■ PAGE
I hope it's the right forum, I'm new to options and maybe someone can help me understand the following: SYNGENTA is bring acquired for $93.5 and de-listed on June 2017. Why the put options are traded so high. for example Dec 15 '17 $90 Put SYNGENTA AG SPONSORED ADR is traded for $4. Does it mean that if I sell Put now for $4 in few weeks when the company de-listed actually the option will expire worthless and I'll keep the $4?
there are probably much better answers here from risk arb traders but off the top of my head 1) make sure the quotes are legit and not stale 2) is this a done deal? or is it still subject to contingencies that might blow up the merger? 3) make sure you know the detailes of the merger inside and out....the guy paying $4 for that put probably has far more experience than you so be careful.

■ DATASET CONTENT
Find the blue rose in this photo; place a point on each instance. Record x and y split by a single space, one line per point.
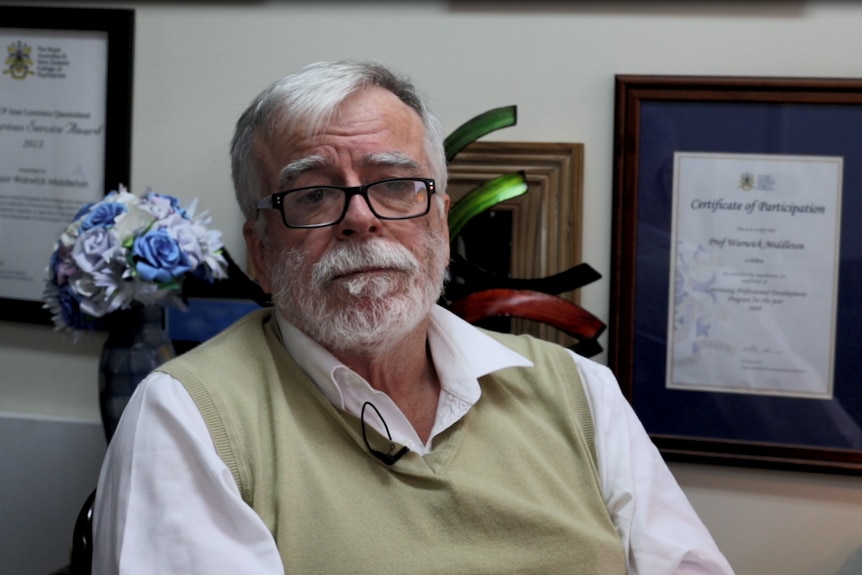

■ BRIEF 1
Pull out the passage of the Syngenta options post starting with "there are probably" and going on through "so be careful.".
■ BRIEF 2
In the Syngenta options post, when is Syngenta to be de-listed?

■ ANSWER 1
there are probably much better answers here from risk arb traders but off the top of my head 1) make sure the quotes are legit and not stale 2) is this a done deal? or is it still subject to contingencies that might blow up the merger? 3) make sure you know the detailes of the merger inside and out....the guy paying $4 for that put probably has far more experience than you so be careful.

■ ANSWER 2
June 2017